SHORT PROBLEM:
Copy out the portion of the entries below that opens with the line containing "Guideline: mark the blue sky" and closes with the line containing "[[33, 74], [10, 73]]", both lines included, along with every guideline in it. Shift each coordinate in the answers by adding 26 to it, and leave the coordinates in the format samples unchanged.

## begin INFORMATION SUPPLIED

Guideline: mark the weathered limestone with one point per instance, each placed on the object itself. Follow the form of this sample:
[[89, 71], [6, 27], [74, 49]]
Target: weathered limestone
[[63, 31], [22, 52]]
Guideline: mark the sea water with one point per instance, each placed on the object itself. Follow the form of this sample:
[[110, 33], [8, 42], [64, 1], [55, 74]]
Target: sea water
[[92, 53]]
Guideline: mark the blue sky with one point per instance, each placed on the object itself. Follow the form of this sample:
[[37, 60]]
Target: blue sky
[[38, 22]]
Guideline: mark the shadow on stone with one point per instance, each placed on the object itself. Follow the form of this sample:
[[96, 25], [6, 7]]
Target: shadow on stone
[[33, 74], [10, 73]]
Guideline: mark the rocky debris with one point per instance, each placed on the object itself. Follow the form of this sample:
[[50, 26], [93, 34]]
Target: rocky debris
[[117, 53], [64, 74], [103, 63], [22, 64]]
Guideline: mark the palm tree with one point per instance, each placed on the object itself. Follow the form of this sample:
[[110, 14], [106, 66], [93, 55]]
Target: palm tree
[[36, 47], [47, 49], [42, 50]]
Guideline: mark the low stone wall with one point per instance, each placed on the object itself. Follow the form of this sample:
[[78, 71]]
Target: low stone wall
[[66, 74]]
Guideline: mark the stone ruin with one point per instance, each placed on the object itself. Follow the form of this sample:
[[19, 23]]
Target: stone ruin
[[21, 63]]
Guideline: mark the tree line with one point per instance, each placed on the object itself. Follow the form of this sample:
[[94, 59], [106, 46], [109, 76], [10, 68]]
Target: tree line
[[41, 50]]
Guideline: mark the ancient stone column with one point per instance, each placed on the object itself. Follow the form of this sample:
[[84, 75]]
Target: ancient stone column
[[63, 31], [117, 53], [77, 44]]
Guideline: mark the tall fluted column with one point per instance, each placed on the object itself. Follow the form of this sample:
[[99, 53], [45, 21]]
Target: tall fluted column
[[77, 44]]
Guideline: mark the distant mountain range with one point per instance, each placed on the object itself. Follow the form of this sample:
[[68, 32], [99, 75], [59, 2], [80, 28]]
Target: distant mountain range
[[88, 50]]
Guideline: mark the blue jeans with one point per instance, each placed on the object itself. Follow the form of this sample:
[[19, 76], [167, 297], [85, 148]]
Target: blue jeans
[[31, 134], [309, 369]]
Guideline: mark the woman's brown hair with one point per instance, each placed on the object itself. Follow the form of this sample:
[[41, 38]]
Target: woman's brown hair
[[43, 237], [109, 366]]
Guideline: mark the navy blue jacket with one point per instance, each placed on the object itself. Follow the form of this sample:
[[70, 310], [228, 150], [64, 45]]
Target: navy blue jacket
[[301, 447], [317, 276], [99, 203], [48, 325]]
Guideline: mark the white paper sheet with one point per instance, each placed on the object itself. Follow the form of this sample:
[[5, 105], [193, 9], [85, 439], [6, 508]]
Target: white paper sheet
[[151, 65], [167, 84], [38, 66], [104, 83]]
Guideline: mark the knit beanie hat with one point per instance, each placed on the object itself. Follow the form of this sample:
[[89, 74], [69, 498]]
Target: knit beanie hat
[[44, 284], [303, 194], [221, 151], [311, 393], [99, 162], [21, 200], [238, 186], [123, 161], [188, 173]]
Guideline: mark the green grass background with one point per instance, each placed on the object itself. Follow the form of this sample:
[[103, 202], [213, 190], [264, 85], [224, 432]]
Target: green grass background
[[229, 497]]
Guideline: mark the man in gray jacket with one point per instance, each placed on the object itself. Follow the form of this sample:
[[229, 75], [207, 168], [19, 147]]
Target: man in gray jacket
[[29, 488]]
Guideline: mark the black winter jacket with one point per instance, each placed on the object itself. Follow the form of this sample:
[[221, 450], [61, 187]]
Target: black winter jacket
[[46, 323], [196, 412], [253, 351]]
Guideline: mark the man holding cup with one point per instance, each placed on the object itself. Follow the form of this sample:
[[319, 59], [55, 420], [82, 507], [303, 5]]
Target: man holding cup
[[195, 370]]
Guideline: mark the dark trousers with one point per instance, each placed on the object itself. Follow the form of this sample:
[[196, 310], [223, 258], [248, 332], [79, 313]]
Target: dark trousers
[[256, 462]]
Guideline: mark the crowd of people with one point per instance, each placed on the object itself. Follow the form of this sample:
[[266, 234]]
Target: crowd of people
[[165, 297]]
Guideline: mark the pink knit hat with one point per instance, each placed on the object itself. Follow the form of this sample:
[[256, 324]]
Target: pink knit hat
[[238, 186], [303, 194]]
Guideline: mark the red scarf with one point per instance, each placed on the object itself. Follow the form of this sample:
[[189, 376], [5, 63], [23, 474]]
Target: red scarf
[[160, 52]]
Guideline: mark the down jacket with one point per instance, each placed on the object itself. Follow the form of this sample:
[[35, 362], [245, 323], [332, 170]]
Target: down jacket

## end INFORMATION SUPPLIED

SOLUTION FOR THIS EXERCISE:
Guideline: mark the blue sky with one point per instance, each placed on the object itself. Follow the form of this sample:
[[37, 60]]
Target: blue sky
[[64, 48]]
Guideline: mark the shadow on stone with one point per instance, each placed on the object itself. Follow the form of this sample:
[[96, 25], [6, 7]]
Target: shadow on stone
[[59, 100], [36, 99]]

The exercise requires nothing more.